### INFORMATION SHOWN

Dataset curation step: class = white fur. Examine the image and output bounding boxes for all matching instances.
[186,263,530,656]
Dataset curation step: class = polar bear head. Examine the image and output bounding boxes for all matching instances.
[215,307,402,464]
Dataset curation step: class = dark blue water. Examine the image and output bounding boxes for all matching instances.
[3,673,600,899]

######

ACTION ITEM: All of the data above should be reproduced verbatim.

THE ANSWER:
Dataset curation step: class = white fur. Examine the image and output bounding boxes for all matching instances.
[186,263,530,656]
Dataset curation step: class = polar bear head. Examine the image and output bounding boxes for all matching instances.
[215,307,402,464]
Dataset curation step: class = dark blue water. Examine the image and output bounding boxes for all matching instances.
[3,673,600,899]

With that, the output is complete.